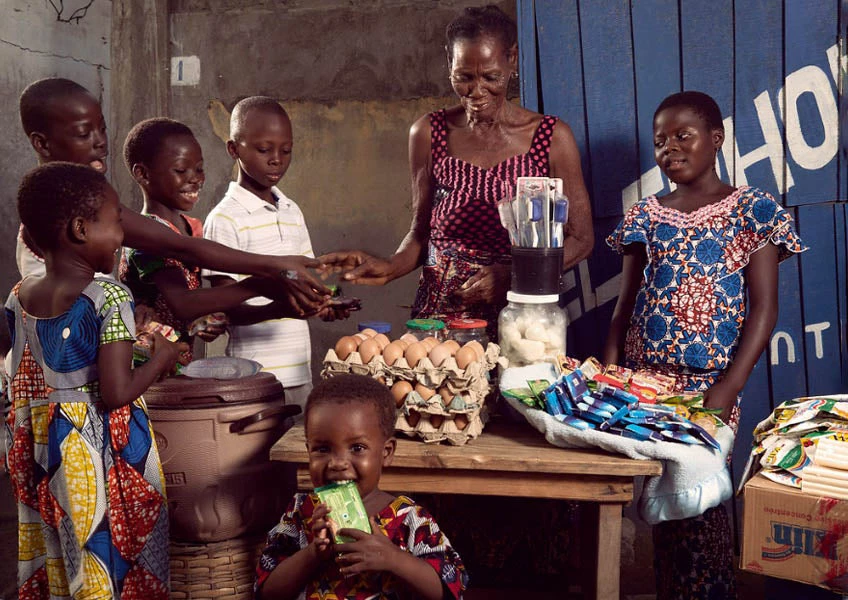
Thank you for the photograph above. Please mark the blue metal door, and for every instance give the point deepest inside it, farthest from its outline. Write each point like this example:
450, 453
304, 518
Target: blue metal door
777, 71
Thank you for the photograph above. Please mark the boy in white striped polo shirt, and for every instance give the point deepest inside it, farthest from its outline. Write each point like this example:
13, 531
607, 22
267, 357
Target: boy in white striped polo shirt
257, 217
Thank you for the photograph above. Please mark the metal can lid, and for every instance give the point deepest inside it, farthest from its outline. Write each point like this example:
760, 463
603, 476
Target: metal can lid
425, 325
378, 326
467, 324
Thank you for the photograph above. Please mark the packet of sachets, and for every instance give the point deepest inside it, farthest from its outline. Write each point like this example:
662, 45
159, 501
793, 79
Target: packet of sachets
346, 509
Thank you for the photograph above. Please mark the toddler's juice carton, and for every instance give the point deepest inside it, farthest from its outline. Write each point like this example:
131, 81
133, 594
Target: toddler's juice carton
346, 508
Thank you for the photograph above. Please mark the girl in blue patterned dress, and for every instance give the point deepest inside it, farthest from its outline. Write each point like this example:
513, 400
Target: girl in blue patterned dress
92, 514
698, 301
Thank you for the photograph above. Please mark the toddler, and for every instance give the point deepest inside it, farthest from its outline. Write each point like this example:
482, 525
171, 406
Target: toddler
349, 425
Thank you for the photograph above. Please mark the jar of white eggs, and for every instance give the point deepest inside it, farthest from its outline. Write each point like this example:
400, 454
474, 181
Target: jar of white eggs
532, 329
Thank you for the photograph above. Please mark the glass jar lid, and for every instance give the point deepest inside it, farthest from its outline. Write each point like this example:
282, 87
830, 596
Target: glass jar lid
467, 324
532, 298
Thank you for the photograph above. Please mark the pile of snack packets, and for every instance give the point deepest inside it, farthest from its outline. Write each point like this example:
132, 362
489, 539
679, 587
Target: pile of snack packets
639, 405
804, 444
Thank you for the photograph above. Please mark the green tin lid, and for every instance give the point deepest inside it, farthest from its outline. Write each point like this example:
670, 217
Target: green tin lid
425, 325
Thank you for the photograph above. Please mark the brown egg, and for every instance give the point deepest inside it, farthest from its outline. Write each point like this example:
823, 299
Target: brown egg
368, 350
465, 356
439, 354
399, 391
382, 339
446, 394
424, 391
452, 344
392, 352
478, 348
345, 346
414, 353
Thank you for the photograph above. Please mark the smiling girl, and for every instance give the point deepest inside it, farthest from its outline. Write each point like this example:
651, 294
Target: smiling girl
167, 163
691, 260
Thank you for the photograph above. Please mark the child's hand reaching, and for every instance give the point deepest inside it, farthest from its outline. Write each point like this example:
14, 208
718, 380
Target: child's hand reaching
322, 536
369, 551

━━━━━━━━━━━━━━━━

## WORK REQUIRED
Skip the pictures and print each record exactly as it stands.

## FINISHED EXERCISE
Thank you for the photograph above. Please mark the blue metal door, and for every instance give the point deepest inside it, farthest from its outline. Write each point like this example:
450, 453
304, 518
Target: blue metal door
777, 71
Thank you for the photograph above. Please mark the boy in white striped polo shirt, and for every instance give the point deepest inside it, farthest from its outline. Write each point like this example:
13, 531
607, 22
267, 357
Target: boy in white striped polo shirt
257, 217
Thank you for the photograph above. Please mark the metal can lid, and for every instance give the point deepest inside it, farthest from its outline. Write each point like this example:
760, 463
603, 476
Target: metal can lid
425, 325
378, 326
467, 324
Thank you for the photograph above. Please mark the packet of sachets, and for every instance give the point deepest inside it, farthest from its outline. Write each point like this example:
662, 45
159, 501
793, 79
Target: packet of sachets
346, 509
Thank you for the photograph above. Please mark the toddler's juice carton, and for every instance give the point deepest inside it, farthest from its outline. Write each point like this example:
131, 81
133, 594
Target: toddler's juice carton
346, 508
Thank you for the photograph above. Please mark the girl in blue patterned dress, and for every instance give the point deepest inside it, farthest from its outline. Write each point like this example:
513, 400
Target: girl in blue patterned dress
92, 514
698, 301
Thank you for the photograph above. Please mark the toddler, and for every instance give the point deepest inside it, farthest from its outline. Write each point like this example:
482, 525
171, 406
Target: toddler
349, 425
Thank you for the photograph above. Please mark the jar of white eggs, and for every instance give the point deepest inside it, farthest from its outline. Write each point like this example:
400, 454
474, 181
Target: jar of white eggs
532, 329
Thank you for the photograph above. Please mark the glass jar lid, and for every instance give the point deepest inside it, farthest from its outline. Write each point like this example:
282, 87
830, 596
Target: glass jar lid
467, 324
532, 298
Thank you for the photograph above. Please mark the pile of snack packets, and for every instance give the point deepest inside it, farthest from its outline. Write each point like this example:
132, 362
489, 539
679, 587
Target: pile of snack packets
639, 405
804, 444
Thank you for the photograph above. Please mark the green tin lid, and for every instance give the point deepest inside it, farthest from its outline. Write each point like this example:
670, 217
Target: green tin lid
425, 325
Thank you for the photograph above. Please mark the brown egg, and for every instance give the point deepest inside it, farthest from its outline. Write each point like this example:
823, 299
Target: brown egg
368, 350
465, 356
439, 354
399, 391
382, 339
446, 394
424, 391
452, 344
392, 352
478, 348
345, 346
414, 353
Thank you for the photograph above. Please mark the smiling girl, and for every instance give the point deepest inside it, farthest from its outline. Write each point like this example:
651, 294
Target: smiling girl
167, 163
691, 260
Thank you for the photograph above. Please mark the child's hand reaching, and for every instance give the point deepest inside it, farthest from its outline. Write each point like this example:
14, 208
718, 380
Target: child's hand reaching
322, 536
369, 551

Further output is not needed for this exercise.